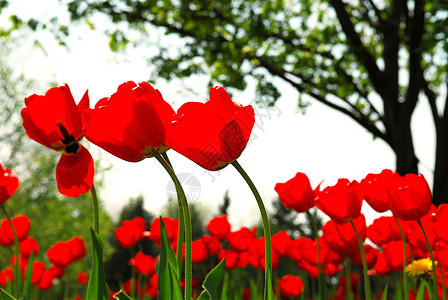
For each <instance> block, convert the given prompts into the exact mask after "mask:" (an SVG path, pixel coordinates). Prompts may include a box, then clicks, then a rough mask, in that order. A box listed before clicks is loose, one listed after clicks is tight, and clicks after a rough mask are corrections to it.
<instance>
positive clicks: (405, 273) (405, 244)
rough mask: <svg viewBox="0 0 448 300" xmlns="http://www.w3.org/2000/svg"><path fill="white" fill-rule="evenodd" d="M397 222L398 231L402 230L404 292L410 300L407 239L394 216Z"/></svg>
mask: <svg viewBox="0 0 448 300" xmlns="http://www.w3.org/2000/svg"><path fill="white" fill-rule="evenodd" d="M393 216H394V218H395V221H396V222H397V225H398V229H400V236H401V241H402V242H403V255H404V258H403V290H404V300H409V292H408V276H407V275H406V272H405V270H406V265H407V264H408V256H407V253H406V238H405V236H404V233H403V229H402V228H401V225H400V222H399V221H398V218H397V217H396V216H395V214H393Z"/></svg>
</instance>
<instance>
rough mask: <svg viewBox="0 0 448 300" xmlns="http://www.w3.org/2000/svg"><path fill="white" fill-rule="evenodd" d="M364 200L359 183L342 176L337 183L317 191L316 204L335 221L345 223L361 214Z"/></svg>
mask: <svg viewBox="0 0 448 300" xmlns="http://www.w3.org/2000/svg"><path fill="white" fill-rule="evenodd" d="M362 200H363V198H362V193H361V190H360V188H359V183H358V182H357V181H356V180H354V181H351V182H350V181H349V180H348V179H345V178H341V179H339V180H338V182H337V184H336V185H334V186H328V187H326V188H325V189H324V190H323V191H319V190H318V191H316V198H315V204H316V206H317V207H318V208H319V209H320V210H321V211H323V212H324V213H325V214H326V215H327V216H329V217H330V218H331V219H332V220H333V221H334V222H336V223H338V224H344V223H346V222H348V221H350V220H352V219H355V218H357V217H358V216H359V214H360V213H361V206H362Z"/></svg>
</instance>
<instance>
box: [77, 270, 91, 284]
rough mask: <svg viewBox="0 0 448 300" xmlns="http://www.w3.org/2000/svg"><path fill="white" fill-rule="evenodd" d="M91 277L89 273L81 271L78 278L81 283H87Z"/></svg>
mask: <svg viewBox="0 0 448 300" xmlns="http://www.w3.org/2000/svg"><path fill="white" fill-rule="evenodd" d="M89 277H90V276H89V275H87V274H86V272H83V271H81V272H79V273H78V278H77V279H78V282H79V283H80V284H86V283H87V282H88V281H89Z"/></svg>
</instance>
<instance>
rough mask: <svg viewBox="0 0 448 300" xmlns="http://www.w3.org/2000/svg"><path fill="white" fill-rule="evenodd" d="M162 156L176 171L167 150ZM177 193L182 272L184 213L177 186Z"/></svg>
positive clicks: (178, 268)
mask: <svg viewBox="0 0 448 300" xmlns="http://www.w3.org/2000/svg"><path fill="white" fill-rule="evenodd" d="M162 157H163V158H164V159H165V160H166V162H167V163H168V164H169V165H170V167H171V169H172V170H173V171H174V169H173V165H172V164H171V161H170V159H169V158H168V154H166V152H163V153H162ZM176 193H177V210H178V212H177V216H178V220H179V232H178V234H177V245H178V246H177V253H176V259H177V269H178V270H179V274H182V255H183V254H182V248H183V247H179V245H183V244H184V230H185V229H184V228H185V227H184V223H185V220H184V213H183V211H182V202H181V200H180V197H179V191H178V190H177V186H176Z"/></svg>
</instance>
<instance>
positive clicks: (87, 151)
mask: <svg viewBox="0 0 448 300" xmlns="http://www.w3.org/2000/svg"><path fill="white" fill-rule="evenodd" d="M80 147H81V148H80V149H79V151H78V154H77V155H67V154H63V155H62V156H61V158H60V159H59V162H58V165H57V167H56V181H57V184H58V189H59V192H60V193H61V194H63V195H65V196H68V197H77V196H79V195H81V194H84V193H86V192H88V191H89V190H90V189H91V188H92V185H93V177H94V173H95V171H94V162H93V159H92V156H91V155H90V153H89V151H88V150H87V149H86V148H84V147H83V146H81V145H80Z"/></svg>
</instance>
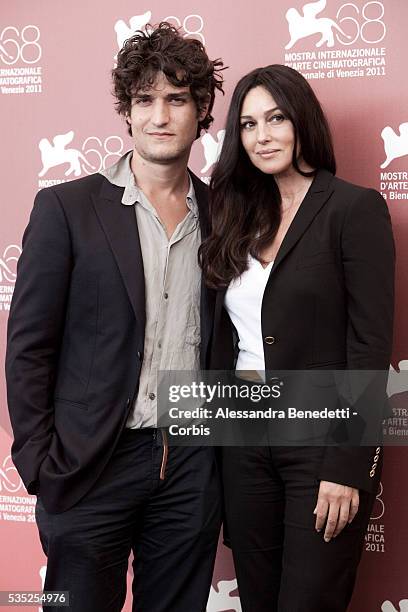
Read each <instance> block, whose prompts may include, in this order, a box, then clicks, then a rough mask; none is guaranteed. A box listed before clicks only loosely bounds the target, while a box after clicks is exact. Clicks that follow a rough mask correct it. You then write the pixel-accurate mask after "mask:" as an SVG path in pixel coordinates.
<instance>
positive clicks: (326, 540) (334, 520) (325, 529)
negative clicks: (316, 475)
mask: <svg viewBox="0 0 408 612" xmlns="http://www.w3.org/2000/svg"><path fill="white" fill-rule="evenodd" d="M358 505H359V494H358V489H354V488H353V487H346V486H345V485H340V484H336V483H335V482H328V481H327V480H322V481H321V482H320V487H319V495H318V497H317V504H316V508H315V509H314V511H313V514H316V531H321V530H322V528H323V526H324V524H325V522H326V529H325V531H324V541H325V542H329V541H330V540H331V538H335V537H336V536H337V535H338V534H339V533H340V531H341V530H342V529H343V528H344V527H345V526H346V525H347V523H351V521H352V520H353V519H354V517H355V516H356V514H357V510H358ZM326 519H327V521H326Z"/></svg>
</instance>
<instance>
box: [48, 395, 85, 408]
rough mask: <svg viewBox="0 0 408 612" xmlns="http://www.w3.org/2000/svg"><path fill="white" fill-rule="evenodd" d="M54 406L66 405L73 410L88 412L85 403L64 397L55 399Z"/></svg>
mask: <svg viewBox="0 0 408 612" xmlns="http://www.w3.org/2000/svg"><path fill="white" fill-rule="evenodd" d="M54 404H68V405H70V406H73V407H74V408H80V409H81V410H88V404H85V402H77V401H75V400H70V399H66V398H64V397H55V398H54Z"/></svg>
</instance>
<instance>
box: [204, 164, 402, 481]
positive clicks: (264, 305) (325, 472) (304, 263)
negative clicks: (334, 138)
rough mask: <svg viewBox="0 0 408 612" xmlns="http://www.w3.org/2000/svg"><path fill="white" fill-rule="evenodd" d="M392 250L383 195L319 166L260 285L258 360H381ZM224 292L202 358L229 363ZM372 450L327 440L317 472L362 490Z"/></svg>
mask: <svg viewBox="0 0 408 612" xmlns="http://www.w3.org/2000/svg"><path fill="white" fill-rule="evenodd" d="M394 260H395V253H394V241H393V235H392V229H391V222H390V216H389V213H388V208H387V205H386V204H385V202H384V200H383V198H382V197H381V195H380V194H379V193H378V192H376V191H374V190H372V189H366V188H363V187H359V186H356V185H352V184H351V183H347V182H345V181H343V180H341V179H339V178H337V177H334V176H333V175H332V174H331V173H330V172H328V171H326V170H320V171H318V173H317V175H316V177H315V179H314V181H313V183H312V185H311V187H310V189H309V191H308V193H307V195H306V197H305V199H304V201H303V202H302V204H301V206H300V208H299V211H298V212H297V214H296V216H295V218H294V220H293V222H292V224H291V226H290V227H289V230H288V232H287V234H286V236H285V238H284V240H283V242H282V245H281V248H280V249H279V251H278V254H277V256H276V259H275V262H274V265H273V267H272V270H271V273H270V277H269V280H268V283H267V285H266V289H265V293H264V297H263V302H262V336H263V338H264V339H265V338H267V337H268V336H269V337H270V338H269V339H268V338H267V341H266V342H265V340H264V355H265V368H266V370H272V371H273V370H306V369H309V368H317V369H319V368H326V369H333V370H336V369H350V370H360V369H361V370H388V368H389V364H390V359H391V348H392V332H393V314H394ZM224 296H225V291H218V292H217V296H216V298H215V300H216V303H215V320H214V332H213V338H212V346H211V356H210V367H211V368H213V369H225V370H227V369H231V368H232V367H233V363H234V347H233V328H232V325H231V323H230V319H229V317H228V315H227V313H226V311H225V308H224V307H223V302H224ZM268 342H269V343H268ZM377 450H379V449H378V447H374V448H373V447H367V446H366V447H361V448H354V447H346V446H344V447H335V446H328V447H327V448H326V450H325V455H324V460H323V463H322V466H321V470H320V474H319V477H320V479H322V480H328V481H332V482H338V483H341V484H345V485H349V486H354V487H356V488H359V489H365V490H368V491H370V490H371V488H372V483H373V480H374V481H376V480H377V479H373V476H374V475H375V471H376V468H377V463H378V456H377V459H375V457H376V455H378V454H379V453H378V452H377ZM373 466H374V467H373Z"/></svg>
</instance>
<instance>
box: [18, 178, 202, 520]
mask: <svg viewBox="0 0 408 612" xmlns="http://www.w3.org/2000/svg"><path fill="white" fill-rule="evenodd" d="M192 180H193V184H194V189H195V193H196V196H197V201H198V206H199V215H200V226H201V232H202V235H205V233H206V231H207V224H208V221H207V214H208V213H207V187H206V186H205V185H204V183H203V182H202V181H200V180H199V179H198V178H197V177H195V176H194V175H192ZM123 191H124V189H123V188H121V187H117V186H115V185H112V184H111V183H110V182H109V181H108V180H107V179H106V178H104V177H103V176H102V175H100V174H94V175H92V176H89V177H86V178H83V179H79V180H75V181H72V182H68V183H64V184H61V185H58V186H55V187H50V188H47V189H44V190H42V191H40V192H39V193H38V194H37V197H36V200H35V204H34V208H33V211H32V213H31V217H30V222H29V224H28V227H27V229H26V231H25V234H24V237H23V252H22V255H21V257H20V260H19V262H18V271H17V281H16V285H15V291H14V296H13V300H12V304H11V308H10V318H9V325H8V348H7V357H6V376H7V391H8V406H9V412H10V418H11V423H12V427H13V432H14V443H13V446H12V458H13V461H14V463H15V465H16V467H17V469H18V471H19V473H20V475H21V477H22V479H23V481H24V483H25V485H26V487H27V490H28V492H29V493H37V494H39V495H40V496H41V498H42V500H43V503H44V506H45V507H46V509H47V510H49V511H51V512H60V511H63V510H65V509H67V508H69V507H70V506H72V505H73V504H74V503H75V502H76V501H78V499H80V497H82V496H83V495H84V494H85V493H86V492H87V491H88V490H89V488H90V487H91V486H92V484H93V483H94V482H95V480H96V479H97V478H98V476H99V474H100V473H101V472H102V470H103V469H104V466H105V465H106V463H107V462H108V460H109V457H110V456H111V454H112V452H113V449H114V447H115V444H116V443H117V441H118V438H119V436H120V433H121V431H122V429H123V428H124V426H125V423H126V420H127V417H128V414H129V411H130V409H131V407H132V404H133V401H134V399H135V397H136V394H137V390H138V382H139V375H140V369H141V364H142V358H143V346H144V333H145V284H144V272H143V260H142V254H141V248H140V241H139V235H138V228H137V222H136V215H135V212H134V207H133V206H122V205H121V198H122V195H123ZM205 297H206V296H205V292H204V291H203V292H202V306H203V308H202V313H201V315H202V316H201V319H202V327H203V333H202V354H203V355H204V354H205V353H206V347H207V344H208V330H209V329H211V324H210V322H209V321H208V320H207V306H206V299H205ZM202 365H203V366H205V363H203V364H202Z"/></svg>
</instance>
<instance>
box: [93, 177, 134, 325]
mask: <svg viewBox="0 0 408 612" xmlns="http://www.w3.org/2000/svg"><path fill="white" fill-rule="evenodd" d="M123 191H124V189H123V187H117V186H116V185H113V184H111V183H110V182H109V181H108V180H104V182H103V185H102V189H101V192H100V194H99V196H98V197H94V198H93V204H94V208H95V211H96V214H97V216H98V218H99V221H100V223H101V225H102V229H103V231H104V232H105V235H106V237H107V240H108V242H109V245H110V247H111V249H112V252H113V254H114V257H115V259H116V263H117V265H118V268H119V270H120V273H121V275H122V279H123V282H124V285H125V287H126V291H127V293H128V296H129V299H130V303H131V304H132V307H133V310H134V313H135V316H136V320H137V321H138V323H139V325H140V329H141V332H142V334H144V330H145V325H146V308H145V282H144V270H143V258H142V251H141V247H140V238H139V230H138V227H137V221H136V214H135V209H134V206H124V205H123V204H122V203H121V199H122V195H123Z"/></svg>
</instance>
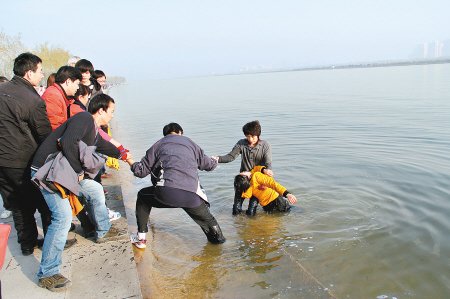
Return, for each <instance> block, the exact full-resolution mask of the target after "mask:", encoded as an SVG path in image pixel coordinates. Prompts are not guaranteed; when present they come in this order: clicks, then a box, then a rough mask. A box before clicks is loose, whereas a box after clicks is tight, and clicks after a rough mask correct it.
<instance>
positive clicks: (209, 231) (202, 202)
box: [183, 202, 226, 244]
mask: <svg viewBox="0 0 450 299" xmlns="http://www.w3.org/2000/svg"><path fill="white" fill-rule="evenodd" d="M183 209H184V210H185V211H186V213H187V214H188V215H189V217H191V218H192V220H194V221H195V222H196V223H197V224H198V225H199V226H200V227H201V229H202V230H203V232H204V233H205V235H206V238H208V241H209V242H211V243H213V244H221V243H224V242H225V241H226V239H225V237H224V236H223V234H222V230H221V229H220V226H219V223H217V220H216V218H214V216H213V215H212V214H211V212H210V211H209V208H208V206H207V205H206V203H205V202H202V203H201V204H200V206H198V207H195V208H183Z"/></svg>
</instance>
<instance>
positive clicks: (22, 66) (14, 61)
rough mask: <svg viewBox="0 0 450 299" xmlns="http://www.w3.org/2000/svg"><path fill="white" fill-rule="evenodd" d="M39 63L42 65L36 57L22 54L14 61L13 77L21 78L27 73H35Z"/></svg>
mask: <svg viewBox="0 0 450 299" xmlns="http://www.w3.org/2000/svg"><path fill="white" fill-rule="evenodd" d="M39 63H42V59H40V58H39V57H38V56H36V55H34V54H32V53H30V52H26V53H22V54H20V55H19V56H17V57H16V59H14V68H13V72H14V75H16V76H20V77H23V76H25V74H26V72H28V71H33V72H35V71H36V70H37V65H38V64H39Z"/></svg>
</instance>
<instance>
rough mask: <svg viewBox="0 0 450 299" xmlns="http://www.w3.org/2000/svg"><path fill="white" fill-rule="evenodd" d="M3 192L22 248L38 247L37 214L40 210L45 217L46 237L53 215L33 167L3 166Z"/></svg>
mask: <svg viewBox="0 0 450 299" xmlns="http://www.w3.org/2000/svg"><path fill="white" fill-rule="evenodd" d="M0 193H1V195H2V197H3V203H4V207H5V209H8V210H10V211H12V216H13V220H14V227H15V228H16V231H17V241H18V242H19V244H20V247H21V249H22V250H24V249H32V248H34V246H35V245H36V241H37V237H38V231H37V226H36V219H35V218H34V213H35V212H36V210H38V211H39V213H40V214H41V219H42V228H43V230H44V234H45V232H47V228H48V226H49V225H50V222H51V212H50V210H49V208H48V206H47V203H46V202H45V200H44V197H43V196H42V193H41V192H40V191H39V189H38V188H37V187H36V186H34V185H33V183H32V182H31V173H30V168H7V167H0Z"/></svg>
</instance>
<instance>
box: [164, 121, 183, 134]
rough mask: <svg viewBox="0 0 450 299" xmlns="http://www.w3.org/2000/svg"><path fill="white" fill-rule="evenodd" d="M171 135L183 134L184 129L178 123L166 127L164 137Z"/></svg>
mask: <svg viewBox="0 0 450 299" xmlns="http://www.w3.org/2000/svg"><path fill="white" fill-rule="evenodd" d="M170 133H177V134H178V133H181V134H183V128H182V127H181V126H180V125H179V124H177V123H170V124H167V125H165V126H164V128H163V135H164V136H167V135H169V134H170Z"/></svg>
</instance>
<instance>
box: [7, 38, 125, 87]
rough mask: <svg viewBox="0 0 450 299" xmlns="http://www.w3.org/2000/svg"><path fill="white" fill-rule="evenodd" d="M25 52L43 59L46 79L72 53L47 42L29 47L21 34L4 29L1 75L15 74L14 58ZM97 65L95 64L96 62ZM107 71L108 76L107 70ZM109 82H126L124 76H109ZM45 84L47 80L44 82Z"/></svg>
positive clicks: (103, 70)
mask: <svg viewBox="0 0 450 299" xmlns="http://www.w3.org/2000/svg"><path fill="white" fill-rule="evenodd" d="M23 52H31V53H33V54H35V55H37V56H39V57H40V58H41V59H42V68H43V71H44V79H43V80H47V78H48V76H49V75H50V74H51V73H56V71H57V70H58V69H59V68H60V67H61V66H63V65H67V60H69V57H72V56H74V55H72V54H71V53H70V52H69V51H68V50H65V49H63V48H60V47H53V46H51V45H49V43H47V42H45V43H43V44H41V45H38V46H36V47H35V48H34V49H27V48H26V47H25V45H24V44H23V43H22V41H21V36H20V34H19V35H16V36H9V35H7V34H6V33H4V32H3V31H0V76H4V77H6V78H8V79H10V78H12V76H13V71H12V70H13V64H14V59H15V58H16V57H17V56H18V55H19V54H20V53H23ZM94 65H95V64H94ZM103 71H105V73H106V75H107V76H108V72H107V70H103ZM107 79H108V81H109V82H108V83H109V84H110V85H111V86H113V85H117V84H123V83H125V81H126V80H125V78H124V77H118V76H108V77H107ZM42 83H43V84H45V82H42Z"/></svg>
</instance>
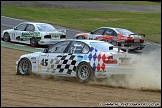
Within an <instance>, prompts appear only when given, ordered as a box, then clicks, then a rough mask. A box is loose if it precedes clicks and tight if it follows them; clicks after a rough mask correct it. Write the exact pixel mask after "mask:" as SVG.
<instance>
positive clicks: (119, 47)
mask: <svg viewBox="0 0 162 108" xmlns="http://www.w3.org/2000/svg"><path fill="white" fill-rule="evenodd" d="M121 48H122V46H117V49H118V53H119V52H121ZM124 49H125V50H126V51H125V52H126V53H128V51H129V47H124Z"/></svg>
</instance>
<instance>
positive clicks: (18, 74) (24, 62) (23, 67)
mask: <svg viewBox="0 0 162 108" xmlns="http://www.w3.org/2000/svg"><path fill="white" fill-rule="evenodd" d="M30 73H31V63H30V61H29V60H28V59H27V58H23V59H21V60H20V62H19V63H18V67H17V75H30Z"/></svg>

> **THE PROBLEM**
Show every line from the records above that contains the word "only".

> **ANSWER TO THIS EXERCISE**
Read each <instance> block, whose prompts may include, in this order, a box, then clicks, then a rough mask; none is guaranteed. A box listed before clicks only loosely bounds the target, while a box after clicks is exact. Clicks that follow a rough mask correct it. You then write the pixel-accurate mask after "mask:" as an SVG path in pixel coordinates.
Within an <instance>, prompts appear only when given, ordered as a box, then clicks, then a rough mask. A box is loose if it precedes clicks and tight if it follows them; clicks after a rough mask correct it. Write the exact pixel mask after "mask:" as SVG.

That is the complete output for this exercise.